§ **Problems and tasks**
(1) List every song title that the blog post about the Cramps' Napa State Mental Hospital show names as part of the band's set.
(2) Continue the blog post about the Cramps' 1978 show at Napa State Mental Hospital from the point where it ends.

Thursday, February 5, 2009

The Cramps, live at Napa State Mental Hospital (1978)

Many of you will remember that I had posted a clip from this earlier. In honor of the late, great Lux Interior, here's some more footage from that legendary show.




In June 1978, the Cramps, a pioneering New York-based rock band who blend the primitive twangy stomp of rockabilly with the attitude and willful perversity of punk, were touring the West Coast and discovered they’d been lined up with perhaps the most unusual gig of their career. The Cramps were booked to play a show at the Napa State Mental Hospital, a facility for the emotionally challenged, and found themselves facing an audience that was half smuggled-in punk fans and half in-patients whose reaction to the performance was often vocal and demonstrative. A cameraman from the punk-oriented video collective Target Video was on hand with a primitive black-and-white camera, and the results became the infamous The Cramps: Live at the Napa State Mental Hospital. As the band faced a truly unusual audience, it roared through a handful of songs, including “Human Fly,” “Love Me,” “Domino,” “The Way I Walk,” “What’s Behind the Mask,” and “T.V. Set.”

§ **Extracted material**

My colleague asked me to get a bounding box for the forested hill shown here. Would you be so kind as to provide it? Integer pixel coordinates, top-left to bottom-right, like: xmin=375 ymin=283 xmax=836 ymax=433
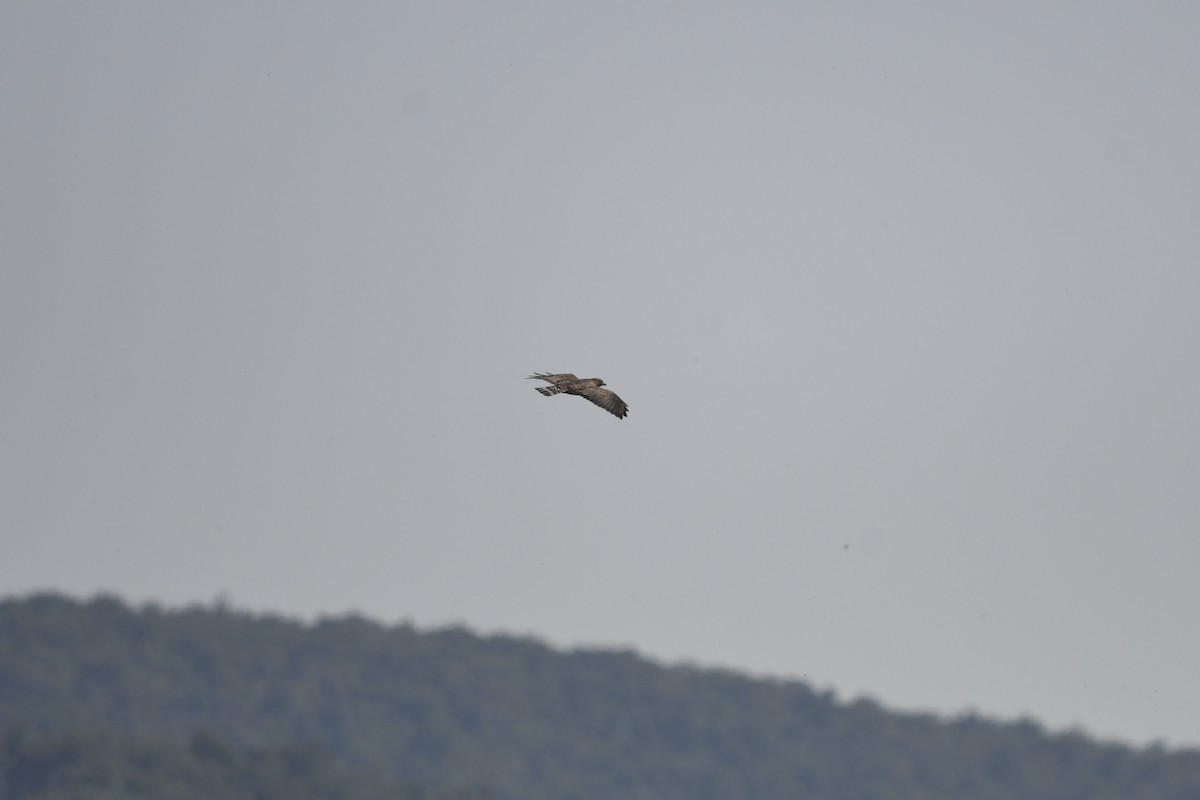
xmin=0 ymin=595 xmax=1200 ymax=800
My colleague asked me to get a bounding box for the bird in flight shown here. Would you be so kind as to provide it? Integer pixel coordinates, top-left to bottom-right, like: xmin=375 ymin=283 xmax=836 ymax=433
xmin=529 ymin=372 xmax=629 ymax=420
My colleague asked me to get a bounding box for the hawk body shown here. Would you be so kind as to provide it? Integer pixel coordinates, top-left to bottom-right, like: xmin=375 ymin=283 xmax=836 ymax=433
xmin=529 ymin=372 xmax=629 ymax=420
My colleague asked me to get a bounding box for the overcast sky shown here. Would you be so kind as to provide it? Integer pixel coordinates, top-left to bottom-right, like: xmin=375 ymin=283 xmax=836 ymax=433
xmin=0 ymin=0 xmax=1200 ymax=746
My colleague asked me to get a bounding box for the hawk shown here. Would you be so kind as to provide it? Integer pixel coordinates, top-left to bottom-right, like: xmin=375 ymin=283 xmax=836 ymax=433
xmin=529 ymin=372 xmax=629 ymax=420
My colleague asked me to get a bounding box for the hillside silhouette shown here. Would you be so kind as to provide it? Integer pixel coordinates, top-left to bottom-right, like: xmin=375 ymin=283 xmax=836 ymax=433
xmin=0 ymin=594 xmax=1200 ymax=800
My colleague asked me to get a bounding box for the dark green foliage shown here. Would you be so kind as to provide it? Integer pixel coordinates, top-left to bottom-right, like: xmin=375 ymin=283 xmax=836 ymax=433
xmin=0 ymin=595 xmax=1200 ymax=800
xmin=0 ymin=729 xmax=466 ymax=800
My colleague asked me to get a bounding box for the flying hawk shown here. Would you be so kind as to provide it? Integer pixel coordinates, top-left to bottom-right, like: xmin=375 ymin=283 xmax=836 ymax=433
xmin=529 ymin=372 xmax=629 ymax=420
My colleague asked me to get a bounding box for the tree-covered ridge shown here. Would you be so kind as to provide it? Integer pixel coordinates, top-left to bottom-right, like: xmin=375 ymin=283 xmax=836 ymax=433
xmin=0 ymin=595 xmax=1200 ymax=800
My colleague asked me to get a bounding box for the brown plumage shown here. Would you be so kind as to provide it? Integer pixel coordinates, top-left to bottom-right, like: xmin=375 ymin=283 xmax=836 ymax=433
xmin=529 ymin=372 xmax=629 ymax=420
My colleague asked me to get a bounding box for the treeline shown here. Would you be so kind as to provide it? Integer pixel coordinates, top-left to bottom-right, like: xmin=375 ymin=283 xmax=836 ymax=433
xmin=0 ymin=595 xmax=1200 ymax=800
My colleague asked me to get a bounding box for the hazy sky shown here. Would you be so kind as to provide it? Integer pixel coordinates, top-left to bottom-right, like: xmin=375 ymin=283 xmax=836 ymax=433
xmin=0 ymin=1 xmax=1200 ymax=746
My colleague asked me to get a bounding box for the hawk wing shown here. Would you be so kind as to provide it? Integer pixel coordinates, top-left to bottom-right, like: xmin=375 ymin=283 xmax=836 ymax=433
xmin=529 ymin=372 xmax=578 ymax=385
xmin=571 ymin=386 xmax=629 ymax=420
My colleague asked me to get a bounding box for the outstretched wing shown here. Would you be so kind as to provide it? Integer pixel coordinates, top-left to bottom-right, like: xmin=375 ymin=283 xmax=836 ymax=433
xmin=571 ymin=386 xmax=629 ymax=420
xmin=527 ymin=372 xmax=578 ymax=384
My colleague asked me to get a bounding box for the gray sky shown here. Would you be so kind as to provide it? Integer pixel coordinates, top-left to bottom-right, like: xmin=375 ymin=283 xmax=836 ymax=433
xmin=0 ymin=1 xmax=1200 ymax=746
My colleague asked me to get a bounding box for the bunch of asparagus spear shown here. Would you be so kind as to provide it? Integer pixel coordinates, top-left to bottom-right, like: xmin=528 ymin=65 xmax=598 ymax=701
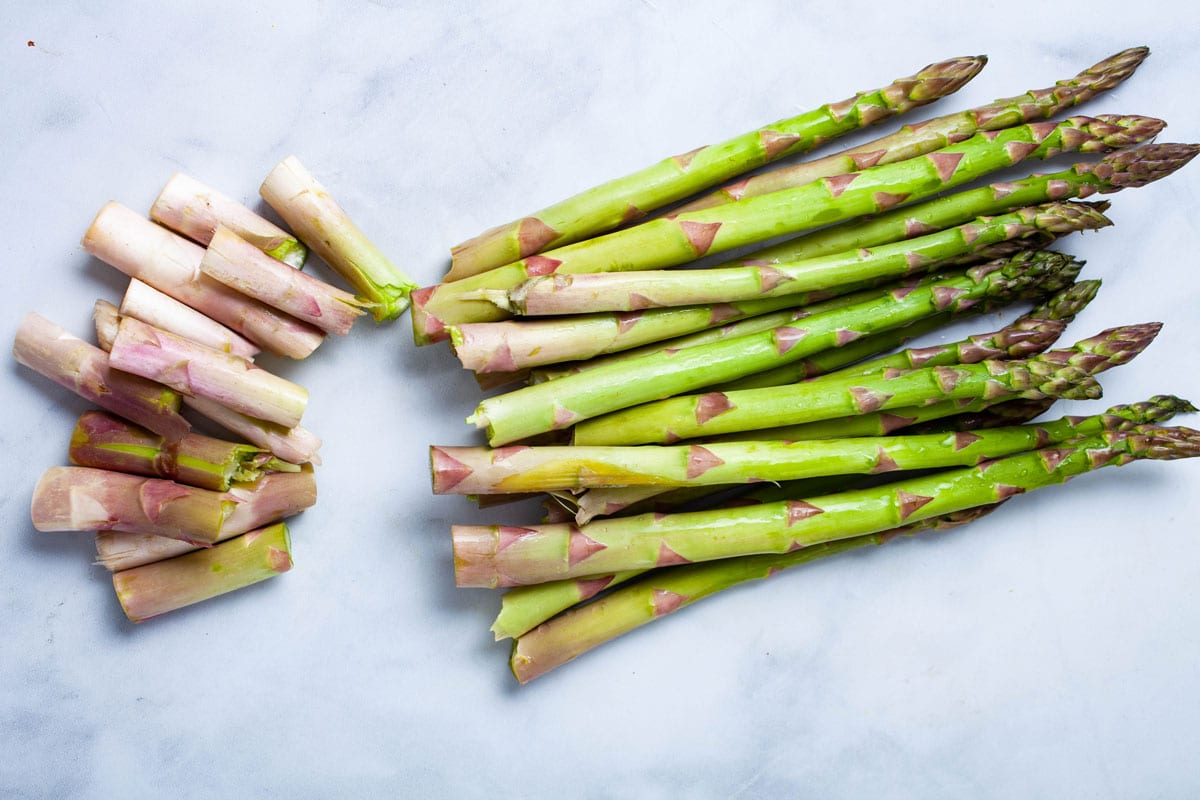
xmin=427 ymin=48 xmax=1200 ymax=682
xmin=13 ymin=157 xmax=414 ymax=622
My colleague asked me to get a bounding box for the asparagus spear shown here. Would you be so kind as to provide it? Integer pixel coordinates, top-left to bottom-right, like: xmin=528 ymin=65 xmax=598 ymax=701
xmin=445 ymin=56 xmax=986 ymax=281
xmin=145 ymin=173 xmax=308 ymax=266
xmin=452 ymin=426 xmax=1200 ymax=588
xmin=259 ymin=156 xmax=416 ymax=321
xmin=439 ymin=402 xmax=1171 ymax=494
xmin=96 ymin=465 xmax=317 ymax=572
xmin=200 ymin=225 xmax=366 ymax=336
xmin=413 ymin=116 xmax=1162 ymax=343
xmin=184 ymin=397 xmax=320 ymax=464
xmin=575 ymin=323 xmax=1162 ymax=445
xmin=12 ymin=313 xmax=192 ymax=439
xmin=113 ymin=523 xmax=292 ymax=622
xmin=467 ymin=253 xmax=1080 ymax=446
xmin=506 ymin=504 xmax=1000 ymax=684
xmin=714 ymin=281 xmax=1100 ymax=391
xmin=120 ymin=278 xmax=258 ymax=359
xmin=739 ymin=144 xmax=1200 ymax=266
xmin=677 ymin=47 xmax=1150 ymax=211
xmin=108 ymin=317 xmax=308 ymax=428
xmin=488 ymin=203 xmax=1112 ymax=316
xmin=83 ymin=203 xmax=323 ymax=359
xmin=68 ymin=411 xmax=300 ymax=492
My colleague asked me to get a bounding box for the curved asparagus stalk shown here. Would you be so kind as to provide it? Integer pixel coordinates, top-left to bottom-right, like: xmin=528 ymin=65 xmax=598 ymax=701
xmin=120 ymin=278 xmax=258 ymax=360
xmin=144 ymin=173 xmax=308 ymax=266
xmin=575 ymin=323 xmax=1162 ymax=445
xmin=108 ymin=317 xmax=308 ymax=428
xmin=113 ymin=523 xmax=292 ymax=622
xmin=68 ymin=411 xmax=300 ymax=492
xmin=12 ymin=313 xmax=192 ymax=439
xmin=184 ymin=397 xmax=320 ymax=464
xmin=413 ymin=116 xmax=1162 ymax=343
xmin=452 ymin=427 xmax=1200 ymax=588
xmin=488 ymin=203 xmax=1112 ymax=316
xmin=445 ymin=56 xmax=986 ymax=281
xmin=259 ymin=156 xmax=416 ymax=321
xmin=83 ymin=203 xmax=324 ymax=359
xmin=679 ymin=47 xmax=1150 ymax=211
xmin=96 ymin=467 xmax=317 ymax=572
xmin=439 ymin=402 xmax=1171 ymax=494
xmin=700 ymin=323 xmax=1162 ymax=444
xmin=744 ymin=144 xmax=1200 ymax=266
xmin=506 ymin=503 xmax=1000 ymax=684
xmin=468 ymin=253 xmax=1080 ymax=446
xmin=714 ymin=281 xmax=1100 ymax=391
xmin=200 ymin=225 xmax=367 ymax=336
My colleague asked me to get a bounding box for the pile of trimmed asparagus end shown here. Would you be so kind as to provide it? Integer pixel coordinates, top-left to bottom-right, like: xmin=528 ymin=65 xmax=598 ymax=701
xmin=424 ymin=48 xmax=1200 ymax=682
xmin=13 ymin=157 xmax=415 ymax=622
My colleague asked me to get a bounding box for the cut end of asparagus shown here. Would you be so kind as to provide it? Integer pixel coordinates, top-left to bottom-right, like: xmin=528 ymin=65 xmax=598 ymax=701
xmin=113 ymin=523 xmax=293 ymax=622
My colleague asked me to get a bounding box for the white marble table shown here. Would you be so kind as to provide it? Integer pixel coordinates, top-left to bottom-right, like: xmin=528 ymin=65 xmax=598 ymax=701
xmin=0 ymin=0 xmax=1200 ymax=799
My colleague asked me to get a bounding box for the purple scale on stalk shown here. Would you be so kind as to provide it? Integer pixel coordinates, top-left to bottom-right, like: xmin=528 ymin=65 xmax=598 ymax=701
xmin=679 ymin=219 xmax=721 ymax=257
xmin=772 ymin=325 xmax=809 ymax=355
xmin=688 ymin=445 xmax=725 ymax=480
xmin=654 ymin=542 xmax=691 ymax=566
xmin=821 ymin=173 xmax=862 ymax=197
xmin=575 ymin=575 xmax=614 ymax=602
xmin=496 ymin=525 xmax=538 ymax=553
xmin=566 ymin=528 xmax=608 ymax=566
xmin=871 ymin=445 xmax=900 ymax=475
xmin=138 ymin=479 xmax=191 ymax=522
xmin=926 ymin=152 xmax=962 ymax=184
xmin=1038 ymin=447 xmax=1075 ymax=473
xmin=871 ymin=192 xmax=912 ymax=211
xmin=787 ymin=500 xmax=824 ymax=528
xmin=650 ymin=589 xmax=688 ymax=616
xmin=850 ymin=386 xmax=892 ymax=414
xmin=954 ymin=431 xmax=979 ymax=452
xmin=526 ymin=261 xmax=562 ymax=277
xmin=696 ymin=392 xmax=733 ymax=425
xmin=896 ymin=489 xmax=934 ymax=519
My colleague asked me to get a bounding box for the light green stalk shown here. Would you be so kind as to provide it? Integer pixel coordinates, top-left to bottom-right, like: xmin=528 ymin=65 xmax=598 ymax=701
xmin=445 ymin=56 xmax=986 ymax=281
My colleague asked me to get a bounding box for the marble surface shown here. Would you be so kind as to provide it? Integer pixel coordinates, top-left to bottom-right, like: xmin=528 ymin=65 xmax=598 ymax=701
xmin=0 ymin=0 xmax=1200 ymax=799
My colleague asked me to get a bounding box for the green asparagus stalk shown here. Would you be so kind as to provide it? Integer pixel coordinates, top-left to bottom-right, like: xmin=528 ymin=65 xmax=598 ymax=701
xmin=113 ymin=523 xmax=292 ymax=622
xmin=259 ymin=156 xmax=416 ymax=321
xmin=468 ymin=253 xmax=1080 ymax=446
xmin=144 ymin=173 xmax=308 ymax=266
xmin=108 ymin=317 xmax=308 ymax=428
xmin=96 ymin=465 xmax=317 ymax=572
xmin=68 ymin=411 xmax=300 ymax=492
xmin=575 ymin=323 xmax=1162 ymax=445
xmin=83 ymin=203 xmax=324 ymax=359
xmin=200 ymin=225 xmax=366 ymax=336
xmin=445 ymin=56 xmax=986 ymax=281
xmin=12 ymin=313 xmax=192 ymax=439
xmin=739 ymin=144 xmax=1200 ymax=266
xmin=413 ymin=116 xmax=1162 ymax=343
xmin=506 ymin=504 xmax=1000 ymax=684
xmin=713 ymin=281 xmax=1100 ymax=391
xmin=452 ymin=427 xmax=1200 ymax=588
xmin=525 ymin=237 xmax=1060 ymax=384
xmin=677 ymin=47 xmax=1150 ymax=211
xmin=488 ymin=203 xmax=1112 ymax=316
xmin=444 ymin=402 xmax=1171 ymax=494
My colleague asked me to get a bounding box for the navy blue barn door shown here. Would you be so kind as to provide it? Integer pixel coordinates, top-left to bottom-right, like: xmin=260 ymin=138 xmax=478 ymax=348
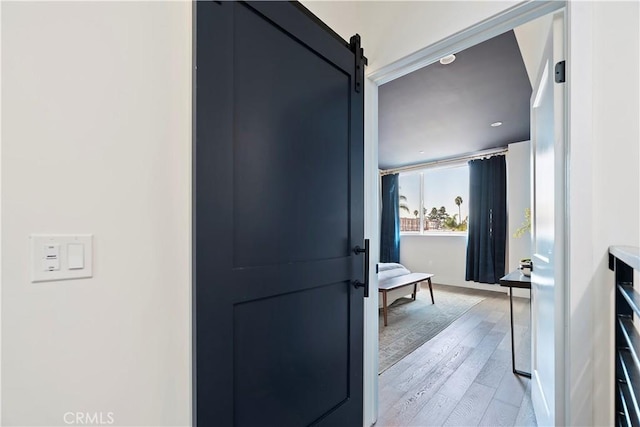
xmin=193 ymin=2 xmax=365 ymax=427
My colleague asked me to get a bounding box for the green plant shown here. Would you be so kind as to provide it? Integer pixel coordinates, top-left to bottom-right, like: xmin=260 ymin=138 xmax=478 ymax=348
xmin=513 ymin=208 xmax=531 ymax=239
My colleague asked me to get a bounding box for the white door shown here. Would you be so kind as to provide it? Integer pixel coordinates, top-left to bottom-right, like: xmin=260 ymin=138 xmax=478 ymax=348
xmin=531 ymin=12 xmax=566 ymax=425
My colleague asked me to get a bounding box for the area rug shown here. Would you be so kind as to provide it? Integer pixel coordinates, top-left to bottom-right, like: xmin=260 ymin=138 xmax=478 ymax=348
xmin=378 ymin=285 xmax=484 ymax=373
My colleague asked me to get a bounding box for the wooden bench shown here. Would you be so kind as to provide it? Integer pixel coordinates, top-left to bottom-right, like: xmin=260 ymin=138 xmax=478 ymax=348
xmin=378 ymin=273 xmax=435 ymax=326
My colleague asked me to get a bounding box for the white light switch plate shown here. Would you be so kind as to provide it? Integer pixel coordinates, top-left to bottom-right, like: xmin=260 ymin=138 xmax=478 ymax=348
xmin=29 ymin=234 xmax=93 ymax=282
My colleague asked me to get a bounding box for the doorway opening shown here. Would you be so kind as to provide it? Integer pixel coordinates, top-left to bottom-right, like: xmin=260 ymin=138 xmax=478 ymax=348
xmin=365 ymin=4 xmax=564 ymax=425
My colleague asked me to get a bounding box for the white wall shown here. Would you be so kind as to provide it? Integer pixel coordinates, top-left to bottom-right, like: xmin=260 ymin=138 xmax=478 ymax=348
xmin=302 ymin=0 xmax=519 ymax=73
xmin=588 ymin=2 xmax=640 ymax=424
xmin=1 ymin=2 xmax=191 ymax=426
xmin=507 ymin=141 xmax=531 ymax=272
xmin=513 ymin=15 xmax=551 ymax=86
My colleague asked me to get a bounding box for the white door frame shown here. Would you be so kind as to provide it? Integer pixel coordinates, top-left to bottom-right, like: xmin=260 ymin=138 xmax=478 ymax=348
xmin=364 ymin=1 xmax=600 ymax=427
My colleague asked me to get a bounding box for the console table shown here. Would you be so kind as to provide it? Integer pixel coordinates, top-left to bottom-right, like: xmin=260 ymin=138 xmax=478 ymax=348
xmin=500 ymin=270 xmax=531 ymax=378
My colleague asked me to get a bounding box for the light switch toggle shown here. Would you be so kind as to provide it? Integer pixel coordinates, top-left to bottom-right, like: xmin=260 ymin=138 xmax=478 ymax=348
xmin=67 ymin=243 xmax=84 ymax=270
xmin=42 ymin=243 xmax=60 ymax=271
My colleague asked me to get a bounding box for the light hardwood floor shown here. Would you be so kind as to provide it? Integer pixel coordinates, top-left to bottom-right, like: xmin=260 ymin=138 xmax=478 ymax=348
xmin=375 ymin=288 xmax=536 ymax=427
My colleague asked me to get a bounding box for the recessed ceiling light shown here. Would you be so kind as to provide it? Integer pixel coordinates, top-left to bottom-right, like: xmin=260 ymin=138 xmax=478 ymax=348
xmin=440 ymin=54 xmax=456 ymax=65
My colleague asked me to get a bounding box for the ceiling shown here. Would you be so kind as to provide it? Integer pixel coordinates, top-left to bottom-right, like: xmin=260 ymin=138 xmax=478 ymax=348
xmin=378 ymin=31 xmax=531 ymax=169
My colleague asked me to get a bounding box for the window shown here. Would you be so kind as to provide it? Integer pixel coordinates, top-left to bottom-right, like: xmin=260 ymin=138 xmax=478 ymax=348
xmin=398 ymin=173 xmax=422 ymax=233
xmin=399 ymin=164 xmax=469 ymax=234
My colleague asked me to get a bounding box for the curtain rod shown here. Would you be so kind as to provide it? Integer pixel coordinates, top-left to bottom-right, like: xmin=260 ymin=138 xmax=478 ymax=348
xmin=380 ymin=147 xmax=509 ymax=176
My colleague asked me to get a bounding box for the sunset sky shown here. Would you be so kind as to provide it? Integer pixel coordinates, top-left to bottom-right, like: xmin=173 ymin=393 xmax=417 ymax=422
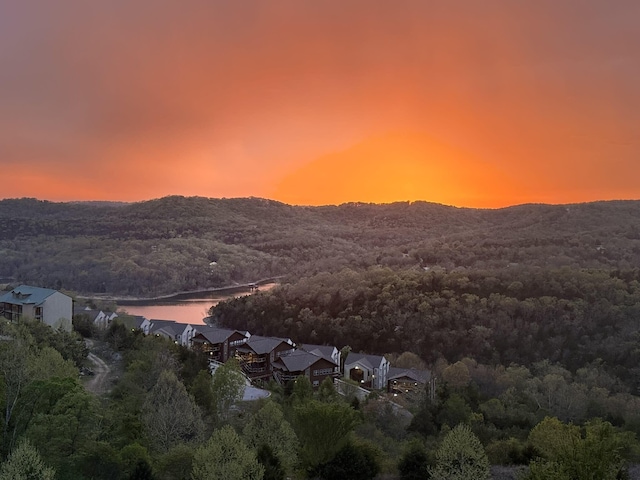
xmin=0 ymin=0 xmax=640 ymax=207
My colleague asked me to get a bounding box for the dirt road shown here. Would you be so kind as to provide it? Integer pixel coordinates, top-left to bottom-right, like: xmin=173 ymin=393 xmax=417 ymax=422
xmin=85 ymin=339 xmax=111 ymax=395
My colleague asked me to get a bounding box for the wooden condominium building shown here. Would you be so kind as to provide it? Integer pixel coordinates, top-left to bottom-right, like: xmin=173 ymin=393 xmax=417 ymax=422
xmin=191 ymin=327 xmax=251 ymax=363
xmin=273 ymin=350 xmax=340 ymax=388
xmin=235 ymin=335 xmax=295 ymax=380
xmin=0 ymin=285 xmax=73 ymax=331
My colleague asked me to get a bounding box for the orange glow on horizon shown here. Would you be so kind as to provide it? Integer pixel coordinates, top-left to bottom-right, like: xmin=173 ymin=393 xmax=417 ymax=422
xmin=0 ymin=0 xmax=640 ymax=208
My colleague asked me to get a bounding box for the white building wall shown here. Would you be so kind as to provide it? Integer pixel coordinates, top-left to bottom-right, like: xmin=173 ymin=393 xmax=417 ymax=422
xmin=40 ymin=292 xmax=73 ymax=331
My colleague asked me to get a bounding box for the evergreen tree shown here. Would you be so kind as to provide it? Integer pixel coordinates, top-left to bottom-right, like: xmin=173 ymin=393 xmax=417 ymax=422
xmin=191 ymin=425 xmax=264 ymax=480
xmin=0 ymin=440 xmax=55 ymax=480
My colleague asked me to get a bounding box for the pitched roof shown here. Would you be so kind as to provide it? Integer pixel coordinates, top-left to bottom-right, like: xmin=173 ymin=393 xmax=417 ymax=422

§ **Answers given**
(1)
- "Human Fly"
- "Love Me"
- "Domino"
- "The Way I Walk"
- "What's Behind the Mask"
- "T.V. Set"

(2)
The Cramps


Anonymous said...

Great find. I know the Cramps rock, but who knew they could be heartwarming?

It's interesting to try and figure out which people in the audience are residents and which are posers.

John M. said...

I agree. It's always a pleasant surprise to see stories like this.

If you found that heartwarming, you'll probably enjoy this item:

As far as the audience is concerned, I wondered much the same as you did - although it seems that the distinctions are blurred somewhere in the middle!